**PROVIDED TEXT**.
Chapter 2: SQL Fundamentals - The Language of Databases
September 28, 2025 · View on GitHub
Understanding SQL
SQL (Structured Query Language) is the standard language for interacting with relational databases. It's declarative – you describe what you want, not how to get it. This distinction is crucial: while programming languages require you to specify steps, SQL lets the database optimize the execution.
SQL consists of several sublanguages:
- DDL (Data Definition Language): CREATE, ALTER, DROP
- DML (Data Manipulation Language): SELECT, INSERT, UPDATE, DELETE
- DCL (Data Control Language): GRANT, REVOKE
- TCL (Transaction Control Language): COMMIT, ROLLBACK, SAVEPOINT
SELECT: The Heart of SQL
The SELECT statement retrieves data. Its basic structure:
SELECT column1, column2
FROM table_name
WHERE condition
ORDER BY column;
Column Selection
Select specific columns:
SELECT first_name, last_name FROM customers;
Select all columns (use sparingly in production):
SELECT * FROM customers;
Use aliases for readability:
SELECT
first_name AS fname,
last_name AS lname,
CONCAT(first_name, ' ', last_name) AS full_name
FROM customers;
The WHERE Clause
WHERE filters rows based on conditions:
-- Equality
SELECT * FROM products WHERE category = 'coffee';
-- Inequality
SELECT * FROM products WHERE price != 10.00;
SELECT * FROM products WHERE price <> 10.00; -- Alternative syntax
-- Comparison
SELECT * FROM products WHERE price > 5.00;
SELECT * FROM products WHERE price <= 10.00;
-- Range
SELECT * FROM products WHERE price BETWEEN 3.00 AND 8.00;
-- List membership
SELECT * FROM products WHERE category IN ('coffee', 'tea');
-- Pattern matching
SELECT * FROM customers WHERE email LIKE '%gmail.com';
SELECT * FROM customers WHERE last_name LIKE 'Sm_th'; -- _ matches single character
-- NULL checking
SELECT * FROM customers WHERE phone IS NULL;
SELECT * FROM customers WHERE phone IS NOT NULL;
Logical Operators
Combine conditions with AND, OR, NOT:
-- AND: All conditions must be true
SELECT * FROM products
WHERE category = 'coffee' AND price < 5.00;
-- OR: At least one condition must be true
SELECT * FROM products
WHERE category = 'coffee' OR category = 'tea';
-- NOT: Negates a condition
SELECT * FROM products
WHERE NOT category = 'pastry';
-- Complex combinations (use parentheses for clarity)

**TASK OBJECTIVE**. Reproduce the part of the SQL chapter above between "Chapter 2: SQL" and "optimize the execution.", inclusive, word for word.

**RECORDS PROVIDED**.

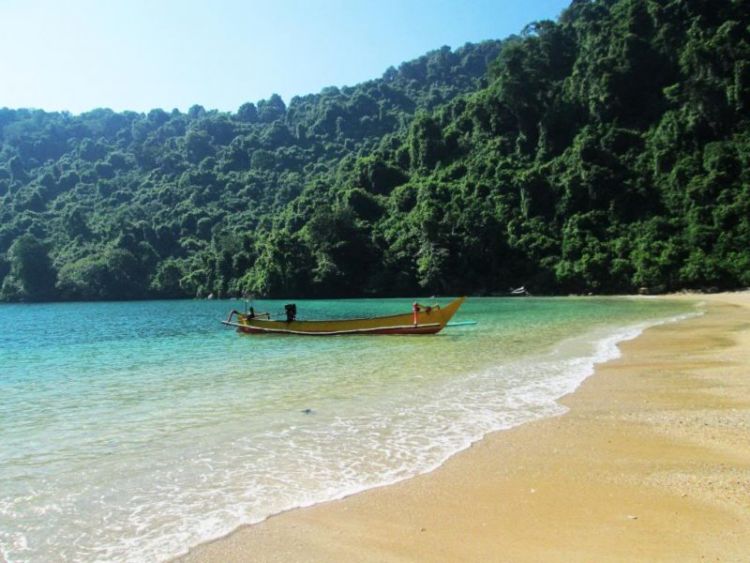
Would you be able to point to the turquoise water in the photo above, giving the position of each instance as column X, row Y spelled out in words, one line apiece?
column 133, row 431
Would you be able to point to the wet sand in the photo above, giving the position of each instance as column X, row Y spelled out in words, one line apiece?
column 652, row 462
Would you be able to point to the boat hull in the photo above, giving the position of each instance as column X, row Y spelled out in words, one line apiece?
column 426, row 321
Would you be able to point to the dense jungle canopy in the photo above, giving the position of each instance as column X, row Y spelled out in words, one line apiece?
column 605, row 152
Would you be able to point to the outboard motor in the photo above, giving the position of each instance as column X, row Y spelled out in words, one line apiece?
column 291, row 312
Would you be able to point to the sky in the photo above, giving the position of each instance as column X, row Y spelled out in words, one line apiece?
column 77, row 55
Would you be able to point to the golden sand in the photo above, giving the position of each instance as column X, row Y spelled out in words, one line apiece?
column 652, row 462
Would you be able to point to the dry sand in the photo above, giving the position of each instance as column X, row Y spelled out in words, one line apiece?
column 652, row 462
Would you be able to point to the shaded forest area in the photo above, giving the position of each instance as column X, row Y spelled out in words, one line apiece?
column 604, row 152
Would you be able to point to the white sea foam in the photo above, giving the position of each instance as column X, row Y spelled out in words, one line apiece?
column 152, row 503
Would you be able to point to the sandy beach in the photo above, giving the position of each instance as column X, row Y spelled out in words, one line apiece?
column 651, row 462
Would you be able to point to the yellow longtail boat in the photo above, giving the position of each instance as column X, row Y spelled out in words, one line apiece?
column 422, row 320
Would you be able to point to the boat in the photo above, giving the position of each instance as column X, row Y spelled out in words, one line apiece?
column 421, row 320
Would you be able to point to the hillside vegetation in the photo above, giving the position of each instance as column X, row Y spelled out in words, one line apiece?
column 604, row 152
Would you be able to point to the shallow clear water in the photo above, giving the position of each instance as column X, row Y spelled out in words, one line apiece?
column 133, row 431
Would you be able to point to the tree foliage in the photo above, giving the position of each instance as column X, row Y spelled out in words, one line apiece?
* * *
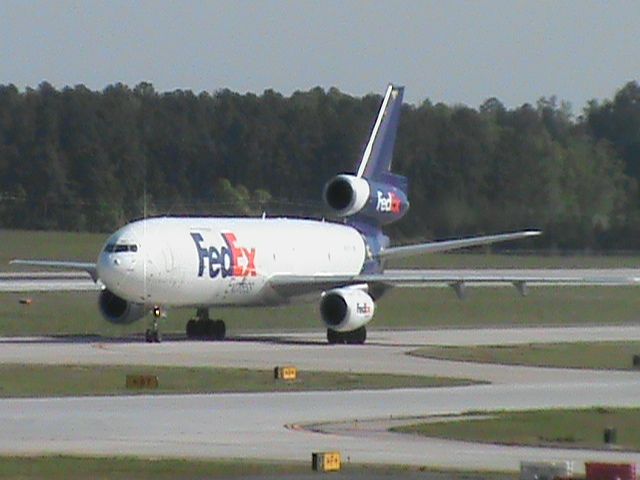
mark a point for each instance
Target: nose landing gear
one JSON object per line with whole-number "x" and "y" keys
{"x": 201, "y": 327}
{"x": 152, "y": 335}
--
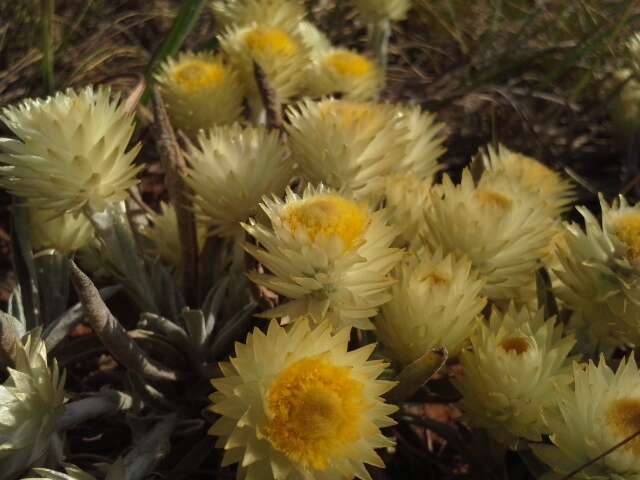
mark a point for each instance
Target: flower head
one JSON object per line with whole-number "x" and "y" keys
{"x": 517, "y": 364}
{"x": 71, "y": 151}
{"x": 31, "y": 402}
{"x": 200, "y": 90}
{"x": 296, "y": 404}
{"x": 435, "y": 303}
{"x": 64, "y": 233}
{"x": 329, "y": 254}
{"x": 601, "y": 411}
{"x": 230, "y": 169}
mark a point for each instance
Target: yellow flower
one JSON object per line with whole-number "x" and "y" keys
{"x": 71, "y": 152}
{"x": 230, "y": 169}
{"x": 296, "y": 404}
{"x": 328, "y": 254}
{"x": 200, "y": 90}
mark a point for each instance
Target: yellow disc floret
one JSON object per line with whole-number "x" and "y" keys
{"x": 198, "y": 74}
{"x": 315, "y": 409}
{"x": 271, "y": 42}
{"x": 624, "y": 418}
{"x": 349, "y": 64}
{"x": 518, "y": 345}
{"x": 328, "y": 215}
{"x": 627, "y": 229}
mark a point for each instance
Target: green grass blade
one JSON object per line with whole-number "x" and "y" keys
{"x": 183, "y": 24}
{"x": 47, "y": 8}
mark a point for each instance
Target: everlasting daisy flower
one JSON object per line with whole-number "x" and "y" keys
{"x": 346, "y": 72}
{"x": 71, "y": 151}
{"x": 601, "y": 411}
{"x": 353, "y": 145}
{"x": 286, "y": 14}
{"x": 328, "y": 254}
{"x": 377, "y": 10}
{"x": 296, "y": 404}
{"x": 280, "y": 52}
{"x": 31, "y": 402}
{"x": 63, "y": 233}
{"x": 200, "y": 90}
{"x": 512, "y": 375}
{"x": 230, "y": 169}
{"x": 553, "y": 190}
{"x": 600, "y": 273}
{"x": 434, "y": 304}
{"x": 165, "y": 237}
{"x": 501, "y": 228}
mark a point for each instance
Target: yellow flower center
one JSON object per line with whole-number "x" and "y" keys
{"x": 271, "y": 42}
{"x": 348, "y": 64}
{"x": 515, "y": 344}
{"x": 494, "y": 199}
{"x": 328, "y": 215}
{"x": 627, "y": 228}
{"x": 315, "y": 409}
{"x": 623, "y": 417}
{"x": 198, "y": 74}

**ANSWER TO THE EXERCISE**.
Chapter 2: SQL Fundamentals - The Language of Databases
September 28, 2025 · View on GitHub
Understanding SQL
SQL (Structured Query Language) is the standard language for interacting with relational databases. It's declarative – you describe what you want, not how to get it. This distinction is crucial: while programming languages require you to specify steps, SQL lets the database optimize the execution.